### [About this task]
Repeat exactly the lines below that lie between the line with "Target: roof support beam" and the line with "Target: beige wall", counting both of those lines as part of the answer.

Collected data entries
=======

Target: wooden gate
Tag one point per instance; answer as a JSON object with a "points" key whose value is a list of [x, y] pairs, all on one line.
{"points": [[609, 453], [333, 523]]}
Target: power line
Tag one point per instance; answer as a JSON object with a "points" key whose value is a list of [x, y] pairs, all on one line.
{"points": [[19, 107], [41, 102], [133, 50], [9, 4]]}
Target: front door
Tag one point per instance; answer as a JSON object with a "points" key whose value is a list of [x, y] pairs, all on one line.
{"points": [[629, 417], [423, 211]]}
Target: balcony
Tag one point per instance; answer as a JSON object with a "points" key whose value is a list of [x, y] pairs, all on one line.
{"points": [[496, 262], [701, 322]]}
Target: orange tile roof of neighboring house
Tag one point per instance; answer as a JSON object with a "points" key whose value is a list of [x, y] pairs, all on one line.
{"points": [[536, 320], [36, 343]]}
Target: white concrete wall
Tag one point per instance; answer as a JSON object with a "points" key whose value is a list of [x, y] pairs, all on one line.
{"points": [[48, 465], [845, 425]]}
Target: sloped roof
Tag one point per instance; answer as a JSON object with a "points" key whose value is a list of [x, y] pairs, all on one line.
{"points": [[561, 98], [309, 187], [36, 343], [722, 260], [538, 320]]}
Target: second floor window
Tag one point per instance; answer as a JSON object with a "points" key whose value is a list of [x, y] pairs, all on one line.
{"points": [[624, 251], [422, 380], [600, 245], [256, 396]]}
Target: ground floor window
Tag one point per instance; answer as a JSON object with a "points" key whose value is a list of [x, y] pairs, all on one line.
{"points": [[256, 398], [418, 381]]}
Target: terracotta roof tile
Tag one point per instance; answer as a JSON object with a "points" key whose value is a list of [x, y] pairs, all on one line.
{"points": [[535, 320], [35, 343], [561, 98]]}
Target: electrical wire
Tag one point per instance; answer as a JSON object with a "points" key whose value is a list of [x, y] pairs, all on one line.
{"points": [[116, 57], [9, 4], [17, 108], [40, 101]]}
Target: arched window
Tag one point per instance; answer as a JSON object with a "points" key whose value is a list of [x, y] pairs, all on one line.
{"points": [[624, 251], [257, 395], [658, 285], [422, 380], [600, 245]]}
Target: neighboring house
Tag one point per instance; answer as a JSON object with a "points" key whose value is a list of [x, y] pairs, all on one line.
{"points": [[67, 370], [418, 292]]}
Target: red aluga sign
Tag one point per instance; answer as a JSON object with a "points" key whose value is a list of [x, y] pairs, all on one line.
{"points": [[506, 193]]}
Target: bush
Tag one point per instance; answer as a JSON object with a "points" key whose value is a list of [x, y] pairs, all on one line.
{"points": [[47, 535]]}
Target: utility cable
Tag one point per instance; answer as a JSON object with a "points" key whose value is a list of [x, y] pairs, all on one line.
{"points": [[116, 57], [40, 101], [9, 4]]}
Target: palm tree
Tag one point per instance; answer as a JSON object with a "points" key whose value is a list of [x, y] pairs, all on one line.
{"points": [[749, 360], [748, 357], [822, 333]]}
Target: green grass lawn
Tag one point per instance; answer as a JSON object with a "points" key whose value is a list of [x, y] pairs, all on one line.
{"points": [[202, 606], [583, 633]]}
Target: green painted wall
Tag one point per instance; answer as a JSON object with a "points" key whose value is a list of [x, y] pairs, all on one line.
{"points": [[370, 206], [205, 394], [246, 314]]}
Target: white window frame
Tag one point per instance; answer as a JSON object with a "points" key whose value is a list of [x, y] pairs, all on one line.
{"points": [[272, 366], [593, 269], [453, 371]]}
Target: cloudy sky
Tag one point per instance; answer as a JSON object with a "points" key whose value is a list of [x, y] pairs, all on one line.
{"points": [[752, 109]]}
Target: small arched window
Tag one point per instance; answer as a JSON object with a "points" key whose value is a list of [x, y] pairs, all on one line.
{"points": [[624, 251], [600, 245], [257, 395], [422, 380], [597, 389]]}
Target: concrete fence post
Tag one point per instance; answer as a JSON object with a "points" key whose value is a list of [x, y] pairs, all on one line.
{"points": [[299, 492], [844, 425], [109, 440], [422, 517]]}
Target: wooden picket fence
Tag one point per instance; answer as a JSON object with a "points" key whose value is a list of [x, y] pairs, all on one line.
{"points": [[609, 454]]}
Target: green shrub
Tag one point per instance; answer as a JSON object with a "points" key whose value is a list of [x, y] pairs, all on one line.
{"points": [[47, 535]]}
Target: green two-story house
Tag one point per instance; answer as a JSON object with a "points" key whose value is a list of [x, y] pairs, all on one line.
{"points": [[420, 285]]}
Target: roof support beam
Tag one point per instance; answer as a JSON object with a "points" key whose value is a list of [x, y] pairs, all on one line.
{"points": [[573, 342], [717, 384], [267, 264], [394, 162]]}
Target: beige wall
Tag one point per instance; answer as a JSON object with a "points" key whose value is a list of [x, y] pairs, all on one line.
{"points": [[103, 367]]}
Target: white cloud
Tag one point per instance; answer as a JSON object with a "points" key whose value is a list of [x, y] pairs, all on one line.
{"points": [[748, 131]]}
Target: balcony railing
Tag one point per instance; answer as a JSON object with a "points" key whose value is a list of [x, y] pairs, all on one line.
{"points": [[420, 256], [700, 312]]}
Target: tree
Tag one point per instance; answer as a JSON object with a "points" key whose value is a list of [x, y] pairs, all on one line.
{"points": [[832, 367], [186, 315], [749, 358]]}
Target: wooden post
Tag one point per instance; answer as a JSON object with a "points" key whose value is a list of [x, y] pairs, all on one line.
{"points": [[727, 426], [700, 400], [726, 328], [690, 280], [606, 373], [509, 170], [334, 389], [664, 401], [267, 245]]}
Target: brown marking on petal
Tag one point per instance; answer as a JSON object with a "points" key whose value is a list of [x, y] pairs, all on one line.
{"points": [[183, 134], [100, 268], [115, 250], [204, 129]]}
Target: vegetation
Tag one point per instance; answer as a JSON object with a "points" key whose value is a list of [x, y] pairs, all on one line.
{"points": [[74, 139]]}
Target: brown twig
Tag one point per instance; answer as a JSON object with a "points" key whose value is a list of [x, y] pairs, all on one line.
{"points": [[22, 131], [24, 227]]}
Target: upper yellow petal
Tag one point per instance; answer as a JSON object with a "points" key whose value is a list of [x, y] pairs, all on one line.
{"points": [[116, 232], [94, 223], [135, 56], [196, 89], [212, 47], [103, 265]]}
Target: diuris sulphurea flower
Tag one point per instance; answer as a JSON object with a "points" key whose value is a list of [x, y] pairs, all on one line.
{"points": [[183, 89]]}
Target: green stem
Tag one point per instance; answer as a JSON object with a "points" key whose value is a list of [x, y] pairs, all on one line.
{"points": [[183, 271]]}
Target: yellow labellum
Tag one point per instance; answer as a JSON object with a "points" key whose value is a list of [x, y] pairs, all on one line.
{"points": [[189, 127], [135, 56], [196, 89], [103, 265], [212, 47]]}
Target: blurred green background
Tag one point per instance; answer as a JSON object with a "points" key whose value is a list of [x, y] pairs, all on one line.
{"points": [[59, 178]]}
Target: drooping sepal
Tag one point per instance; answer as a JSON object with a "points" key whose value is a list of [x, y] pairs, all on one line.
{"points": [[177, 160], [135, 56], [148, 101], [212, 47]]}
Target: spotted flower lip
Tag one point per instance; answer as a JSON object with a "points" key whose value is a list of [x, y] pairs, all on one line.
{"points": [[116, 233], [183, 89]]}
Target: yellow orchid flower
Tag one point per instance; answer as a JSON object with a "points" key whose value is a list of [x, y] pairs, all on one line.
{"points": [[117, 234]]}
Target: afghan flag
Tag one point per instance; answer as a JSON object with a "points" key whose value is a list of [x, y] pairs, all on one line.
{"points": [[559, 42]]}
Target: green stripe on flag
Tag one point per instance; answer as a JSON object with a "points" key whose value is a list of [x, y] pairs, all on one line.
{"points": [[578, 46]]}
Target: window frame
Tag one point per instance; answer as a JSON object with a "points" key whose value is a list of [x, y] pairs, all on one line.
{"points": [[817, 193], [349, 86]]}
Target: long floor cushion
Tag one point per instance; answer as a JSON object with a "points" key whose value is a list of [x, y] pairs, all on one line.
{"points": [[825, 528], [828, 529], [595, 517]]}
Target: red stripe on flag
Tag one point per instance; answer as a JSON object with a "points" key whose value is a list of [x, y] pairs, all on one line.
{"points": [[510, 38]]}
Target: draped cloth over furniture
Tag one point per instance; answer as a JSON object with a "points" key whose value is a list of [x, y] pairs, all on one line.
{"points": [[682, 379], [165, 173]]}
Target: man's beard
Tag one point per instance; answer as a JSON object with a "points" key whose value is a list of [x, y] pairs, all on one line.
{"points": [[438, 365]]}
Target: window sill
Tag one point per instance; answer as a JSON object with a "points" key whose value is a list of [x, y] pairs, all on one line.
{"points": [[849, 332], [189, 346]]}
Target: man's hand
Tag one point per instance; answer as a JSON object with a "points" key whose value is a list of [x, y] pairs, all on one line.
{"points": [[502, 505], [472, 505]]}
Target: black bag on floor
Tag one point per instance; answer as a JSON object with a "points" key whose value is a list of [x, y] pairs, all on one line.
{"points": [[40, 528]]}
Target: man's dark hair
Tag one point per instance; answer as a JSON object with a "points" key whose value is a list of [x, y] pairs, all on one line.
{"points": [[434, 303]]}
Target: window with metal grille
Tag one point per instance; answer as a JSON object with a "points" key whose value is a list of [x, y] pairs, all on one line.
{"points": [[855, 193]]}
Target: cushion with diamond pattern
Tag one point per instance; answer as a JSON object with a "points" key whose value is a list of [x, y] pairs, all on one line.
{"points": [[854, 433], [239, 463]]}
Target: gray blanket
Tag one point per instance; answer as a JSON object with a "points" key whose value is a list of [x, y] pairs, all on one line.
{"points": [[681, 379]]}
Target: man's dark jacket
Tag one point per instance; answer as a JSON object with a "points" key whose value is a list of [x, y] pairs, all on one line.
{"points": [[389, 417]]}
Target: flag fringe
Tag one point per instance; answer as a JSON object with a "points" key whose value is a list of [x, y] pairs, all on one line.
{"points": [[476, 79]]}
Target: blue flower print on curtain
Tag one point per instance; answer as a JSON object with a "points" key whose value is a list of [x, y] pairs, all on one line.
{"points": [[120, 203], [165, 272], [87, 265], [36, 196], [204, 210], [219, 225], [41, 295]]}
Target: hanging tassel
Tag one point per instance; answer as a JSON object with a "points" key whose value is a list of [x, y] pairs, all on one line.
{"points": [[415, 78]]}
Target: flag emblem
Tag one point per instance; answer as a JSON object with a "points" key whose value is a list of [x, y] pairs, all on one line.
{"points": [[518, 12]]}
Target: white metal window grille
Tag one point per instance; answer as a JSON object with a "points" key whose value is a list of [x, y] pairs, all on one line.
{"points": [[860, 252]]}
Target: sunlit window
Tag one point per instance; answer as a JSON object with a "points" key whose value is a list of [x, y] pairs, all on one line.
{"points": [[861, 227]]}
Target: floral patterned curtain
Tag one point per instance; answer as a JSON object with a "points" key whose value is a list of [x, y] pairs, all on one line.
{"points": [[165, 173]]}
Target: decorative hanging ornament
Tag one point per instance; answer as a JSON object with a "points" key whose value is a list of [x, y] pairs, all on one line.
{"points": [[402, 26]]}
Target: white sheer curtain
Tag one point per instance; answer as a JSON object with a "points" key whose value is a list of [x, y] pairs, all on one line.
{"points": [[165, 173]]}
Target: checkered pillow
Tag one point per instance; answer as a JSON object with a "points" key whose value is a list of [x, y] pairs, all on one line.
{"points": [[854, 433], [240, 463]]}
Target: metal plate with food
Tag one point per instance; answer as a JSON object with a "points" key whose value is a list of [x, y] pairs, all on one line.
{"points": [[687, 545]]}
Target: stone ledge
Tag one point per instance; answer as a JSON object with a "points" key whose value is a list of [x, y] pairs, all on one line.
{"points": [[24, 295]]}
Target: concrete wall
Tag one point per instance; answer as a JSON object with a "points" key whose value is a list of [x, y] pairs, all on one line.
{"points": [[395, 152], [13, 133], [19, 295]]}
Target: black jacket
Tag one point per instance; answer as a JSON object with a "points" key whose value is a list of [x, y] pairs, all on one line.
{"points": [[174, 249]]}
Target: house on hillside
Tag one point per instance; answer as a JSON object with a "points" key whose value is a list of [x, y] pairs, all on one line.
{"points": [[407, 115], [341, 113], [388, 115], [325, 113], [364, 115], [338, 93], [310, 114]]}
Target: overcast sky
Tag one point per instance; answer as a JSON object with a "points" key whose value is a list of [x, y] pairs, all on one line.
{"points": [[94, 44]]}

=======

### [Solution to the problem]
Target: roof support beam
Tag one point per instance; answer as a JSON object with a "points" key whose value is a list of [x, y] pairs, all on one line.
{"points": [[573, 342], [717, 384], [267, 264], [394, 162]]}
Target: beige wall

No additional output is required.